*SUPPLIED INFORMATION*.
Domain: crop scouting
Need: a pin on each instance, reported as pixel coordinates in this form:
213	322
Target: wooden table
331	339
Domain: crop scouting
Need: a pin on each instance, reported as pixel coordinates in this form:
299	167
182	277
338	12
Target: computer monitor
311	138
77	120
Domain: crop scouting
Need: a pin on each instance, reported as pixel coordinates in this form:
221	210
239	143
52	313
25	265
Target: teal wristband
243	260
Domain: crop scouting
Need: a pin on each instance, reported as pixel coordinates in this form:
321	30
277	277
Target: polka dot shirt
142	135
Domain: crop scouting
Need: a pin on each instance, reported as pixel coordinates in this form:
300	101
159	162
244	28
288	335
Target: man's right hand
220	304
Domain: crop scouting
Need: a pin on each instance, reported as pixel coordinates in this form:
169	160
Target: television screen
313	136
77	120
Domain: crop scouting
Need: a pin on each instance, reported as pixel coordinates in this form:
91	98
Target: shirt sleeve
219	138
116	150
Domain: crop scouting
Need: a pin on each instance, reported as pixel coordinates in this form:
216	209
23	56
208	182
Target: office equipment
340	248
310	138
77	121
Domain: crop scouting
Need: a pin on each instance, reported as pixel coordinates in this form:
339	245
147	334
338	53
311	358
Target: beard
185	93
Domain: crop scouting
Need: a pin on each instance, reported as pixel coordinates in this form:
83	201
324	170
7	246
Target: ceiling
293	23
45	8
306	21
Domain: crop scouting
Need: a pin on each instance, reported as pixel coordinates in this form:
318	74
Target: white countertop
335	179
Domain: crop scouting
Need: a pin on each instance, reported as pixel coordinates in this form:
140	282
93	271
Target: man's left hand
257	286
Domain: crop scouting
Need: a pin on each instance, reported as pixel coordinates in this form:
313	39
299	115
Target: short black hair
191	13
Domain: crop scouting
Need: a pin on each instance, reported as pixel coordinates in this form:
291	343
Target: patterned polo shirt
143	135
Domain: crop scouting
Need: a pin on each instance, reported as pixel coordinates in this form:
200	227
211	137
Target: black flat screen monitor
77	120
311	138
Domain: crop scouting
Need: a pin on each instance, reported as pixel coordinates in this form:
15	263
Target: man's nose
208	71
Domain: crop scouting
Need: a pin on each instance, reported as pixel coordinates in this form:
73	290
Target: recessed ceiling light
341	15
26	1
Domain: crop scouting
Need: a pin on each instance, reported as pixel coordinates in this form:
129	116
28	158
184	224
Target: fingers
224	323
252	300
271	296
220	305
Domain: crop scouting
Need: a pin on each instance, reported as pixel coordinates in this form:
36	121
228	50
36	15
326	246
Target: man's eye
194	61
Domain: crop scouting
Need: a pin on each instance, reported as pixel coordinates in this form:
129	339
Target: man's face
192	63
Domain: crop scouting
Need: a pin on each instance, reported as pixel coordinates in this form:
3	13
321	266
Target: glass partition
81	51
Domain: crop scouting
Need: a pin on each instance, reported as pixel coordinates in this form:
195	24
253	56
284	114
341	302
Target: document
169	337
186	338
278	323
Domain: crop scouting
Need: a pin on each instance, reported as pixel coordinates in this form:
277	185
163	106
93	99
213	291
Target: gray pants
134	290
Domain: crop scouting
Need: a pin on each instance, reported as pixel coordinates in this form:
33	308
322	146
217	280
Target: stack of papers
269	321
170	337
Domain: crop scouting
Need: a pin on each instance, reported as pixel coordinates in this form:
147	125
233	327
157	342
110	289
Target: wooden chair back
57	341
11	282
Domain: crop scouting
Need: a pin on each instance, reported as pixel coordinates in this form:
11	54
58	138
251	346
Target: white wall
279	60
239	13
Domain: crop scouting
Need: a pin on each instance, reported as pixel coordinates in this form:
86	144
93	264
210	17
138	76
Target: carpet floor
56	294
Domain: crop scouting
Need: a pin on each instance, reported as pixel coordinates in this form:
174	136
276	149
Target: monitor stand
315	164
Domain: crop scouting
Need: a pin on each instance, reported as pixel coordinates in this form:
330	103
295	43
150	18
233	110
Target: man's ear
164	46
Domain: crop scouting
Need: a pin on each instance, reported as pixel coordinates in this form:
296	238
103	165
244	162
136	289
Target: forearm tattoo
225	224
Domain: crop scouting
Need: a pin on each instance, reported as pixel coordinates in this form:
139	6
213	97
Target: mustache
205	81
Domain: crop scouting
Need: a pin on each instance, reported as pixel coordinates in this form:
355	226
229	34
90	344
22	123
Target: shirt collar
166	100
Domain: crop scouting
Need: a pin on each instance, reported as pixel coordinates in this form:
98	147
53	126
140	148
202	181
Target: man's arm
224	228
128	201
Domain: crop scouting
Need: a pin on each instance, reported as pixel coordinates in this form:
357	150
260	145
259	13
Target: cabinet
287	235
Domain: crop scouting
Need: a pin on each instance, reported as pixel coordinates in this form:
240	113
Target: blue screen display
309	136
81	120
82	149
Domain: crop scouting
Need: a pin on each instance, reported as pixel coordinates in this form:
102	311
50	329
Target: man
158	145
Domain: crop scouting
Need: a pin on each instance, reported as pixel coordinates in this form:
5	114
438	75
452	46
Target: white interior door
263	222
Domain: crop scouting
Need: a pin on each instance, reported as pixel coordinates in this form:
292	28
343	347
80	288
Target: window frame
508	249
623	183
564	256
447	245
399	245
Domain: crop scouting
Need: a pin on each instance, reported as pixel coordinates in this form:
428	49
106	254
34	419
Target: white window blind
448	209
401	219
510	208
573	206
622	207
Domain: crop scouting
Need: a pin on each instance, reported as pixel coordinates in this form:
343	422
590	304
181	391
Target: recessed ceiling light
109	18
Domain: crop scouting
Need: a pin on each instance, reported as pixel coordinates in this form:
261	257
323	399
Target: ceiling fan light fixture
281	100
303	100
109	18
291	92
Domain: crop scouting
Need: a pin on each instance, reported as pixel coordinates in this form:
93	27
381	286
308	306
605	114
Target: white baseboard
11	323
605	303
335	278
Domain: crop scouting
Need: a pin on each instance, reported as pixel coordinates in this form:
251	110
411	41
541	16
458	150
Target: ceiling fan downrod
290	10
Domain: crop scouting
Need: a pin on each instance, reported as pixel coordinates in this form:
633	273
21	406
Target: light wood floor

*EXERCISE DESCRIPTION*.
Reprint the entire listing exactly.

*RESPONSE FOR THIS EXERCISE*.
Domain: crop scouting
Need: a pin on each instance, reported as pixel coordinates in this form:
213	322
Target: wooden table
331	339
Domain: crop scouting
Need: a pin on each instance, reported as pixel coordinates in this form:
299	167
182	277
338	12
Target: computer monitor
311	138
77	120
Domain: crop scouting
Need: a pin on each instance, reported as pixel coordinates in this form:
221	210
239	143
52	313
25	265
Target: teal wristband
243	260
Domain: crop scouting
Need: a pin on each instance, reported as pixel coordinates in this form:
321	30
277	277
Target: polka dot shirt
142	135
Domain: crop scouting
Need: a pin on each instance, reported as pixel coordinates in this form:
300	101
159	162
244	28
288	335
Target: man's right hand
220	304
Domain: crop scouting
Need: a pin on each instance, reported as pixel coordinates in this form:
169	160
Target: television screen
313	136
77	120
Domain: crop scouting
Need: a pin on each instance, reported as pixel coordinates in this form:
91	98
Target: shirt sleeve
219	138
116	150
Domain: crop scouting
Need: a pin on each instance, reported as pixel coordinates in this form:
216	209
23	56
208	182
Target: office equipment
340	248
310	138
77	121
Domain: crop scouting
Need: a pin on each instance, reported as pixel coordinates in this form:
339	245
147	334
338	53
311	358
Target: beard
185	93
Domain: crop scouting
Need: a pin on each instance, reported as pixel coordinates in this form:
83	201
324	170
7	246
Target: ceiling
293	23
45	8
306	21
Domain: crop scouting
Need: a pin on each instance, reported as pixel coordinates in this form:
318	74
Target: white countertop
335	179
Domain: crop scouting
Need: a pin on each instance, reported as pixel coordinates in this form:
140	282
93	271
Target: man's left hand
257	286
Domain: crop scouting
Need: a pin on each instance, reported as pixel coordinates in this form:
313	39
299	115
Target: short black hair
191	13
Domain: crop scouting
Need: a pin on each instance, reported as pixel coordinates in this form:
291	343
Target: patterned polo shirt
143	135
Domain: crop scouting
Need: a pin on each instance, reported as pixel coordinates in this form:
200	227
211	137
Target: black flat screen monitor
77	120
311	138
Domain: crop scouting
Need: a pin on each instance, reported as pixel coordinates in this form:
15	263
Target: man's nose
208	71
Domain: crop scouting
Need: a pin on each instance, reported as pixel coordinates in this form:
73	290
Target: recessed ceiling light
341	15
26	1
Domain: crop scouting
Need: a pin on each instance, reported as pixel coordinates in this form:
129	116
28	158
184	224
Target: fingers
224	323
252	300
271	296
220	305
Domain: crop scouting
Need: a pin on each instance, reported as pixel coordinates in this form:
36	121
228	50
36	15
326	246
Target: man's eye
194	61
Domain: crop scouting
Need: a pin on each instance, reported as pixel coordinates in this form:
129	339
Target: man's face
192	63
Domain: crop scouting
Need: a pin on each instance, reported as pixel coordinates in this form:
3	13
321	266
Target: glass partition
81	51
Domain: crop scouting
Need: a pin on each instance, reported as pixel coordinates in this form:
195	24
253	56
284	114
341	302
Target: document
169	337
186	338
278	323
Domain: crop scouting
Need: a pin on each instance, reported as pixel coordinates in this form:
277	185
163	106
93	99
213	291
Target: gray pants
134	290
Domain: crop scouting
Need: a pin on each instance, reported as pixel coordinates in this form:
33	308
322	146
217	280
Target: stack of papers
269	321
170	337
Domain: crop scouting
Need: a pin on each instance, reported as pixel coordinates in this form:
147	125
233	327
157	342
110	289
Target: wooden chair back
57	341
11	282
Domain: crop scouting
Need: a pin on each instance, reported as pixel coordinates in this form:
11	54
58	138
251	346
Target: white wall
279	60
239	13
Domain: crop scouting
Need: a pin on each instance, reported as pixel coordinates in this form:
86	144
93	264
210	17
138	76
Target: carpet floor
56	294
Domain: crop scouting
Need: a pin on each instance, reported as pixel coordinates in this form:
174	136
276	149
Target: monitor stand
315	164
Domain: crop scouting
Need: a pin on each instance, reported as pixel coordinates in this form:
330	103
295	43
150	18
233	110
Target: man's ear
164	46
Domain: crop scouting
Need: a pin on each instance, reported as pixel coordinates in this form:
296	238
103	165
244	162
136	289
Target: forearm tattoo
225	224
Domain: crop scouting
Need: a pin on each instance, reported as pixel coordinates in this form:
139	6
213	97
Target: mustache
205	81
Domain: crop scouting
Need: a pin on each instance, reported as pixel coordinates in this form:
355	226
229	34
90	344
22	123
Target: shirt collar
166	100
Domain: crop scouting
Need: a pin on each instance, reported as pixel coordinates in this form:
98	147
53	126
140	148
202	181
Target: man's arm
224	228
128	201
Domain: crop scouting
Need: a pin on each instance, reported as pixel coordinates in this form:
357	150
260	145
259	13
Target: cabinet
287	235
Domain: crop scouting
Need: a pin on each instance, reported as pixel coordinates in this form:
240	113
Target: blue screen display
309	136
81	120
82	149
Domain: crop scouting
Need: a pin on each instance, reported as pixel coordinates in this form:
102	311
50	329
Target: man
158	145
Domain: crop scouting
Need: a pin on each instance, reported as pixel coordinates in this form:
5	114
438	75
452	46
Target: white interior door
263	222
Domain: crop scouting
Need: a pin on each instance, reported as pixel coordinates in this form:
292	28
343	347
80	288
Target: window frame
508	249
623	183
564	256
447	245
399	245
Domain: crop scouting
Need: a pin on each instance, reported as pixel coordinates in this form:
428	49
106	254
34	419
Target: white window blind
448	209
401	219
510	208
573	206
622	207
Domain: crop scouting
Need: a pin on each instance, reported as pixel coordinates in this form:
343	422
590	304
181	391
Target: recessed ceiling light
109	18
Domain: crop scouting
Need: a pin on each instance, reported as pixel coordinates in this form:
261	257
323	399
Target: ceiling fan light fixture
281	100
303	100
109	18
291	92
Domain: crop scouting
Need: a pin on each instance, reported as pixel coordinates in this form:
93	27
381	286
308	306
605	114
Target: white baseboard
11	323
605	303
335	278
Domain: crop scouting
Need: a pin on each instance, reported as pixel coordinates in this form:
251	110
411	41
541	16
458	150
Target: ceiling fan downrod
290	10
Domain: crop scouting
Need: a pin on each instance, reported as pixel coordinates in this form:
633	273
21	406
Target: light wood floor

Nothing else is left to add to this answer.